◆ Dataset records ◆

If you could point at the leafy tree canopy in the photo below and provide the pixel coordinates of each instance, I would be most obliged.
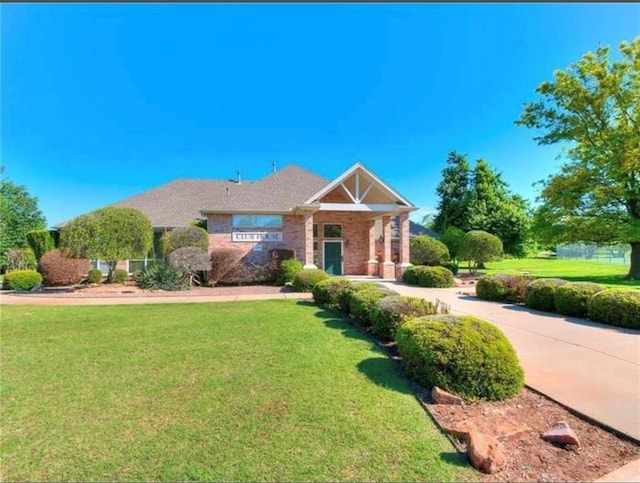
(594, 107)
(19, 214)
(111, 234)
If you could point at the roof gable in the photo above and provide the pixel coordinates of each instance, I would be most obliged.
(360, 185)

--

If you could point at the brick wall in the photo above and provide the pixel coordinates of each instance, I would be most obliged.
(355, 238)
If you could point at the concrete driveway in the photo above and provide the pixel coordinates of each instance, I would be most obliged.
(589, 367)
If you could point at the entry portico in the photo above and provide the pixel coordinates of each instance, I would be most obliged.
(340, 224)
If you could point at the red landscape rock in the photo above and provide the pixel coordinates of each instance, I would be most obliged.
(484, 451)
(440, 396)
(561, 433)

◆ Exercise requirements ◆
Pull out every line above that contains the word "rock".

◆ Exercise answer ◆
If you could point at the red landscape rock in the photo above and provide the pixel coordinates of each instance, I would be most obliged.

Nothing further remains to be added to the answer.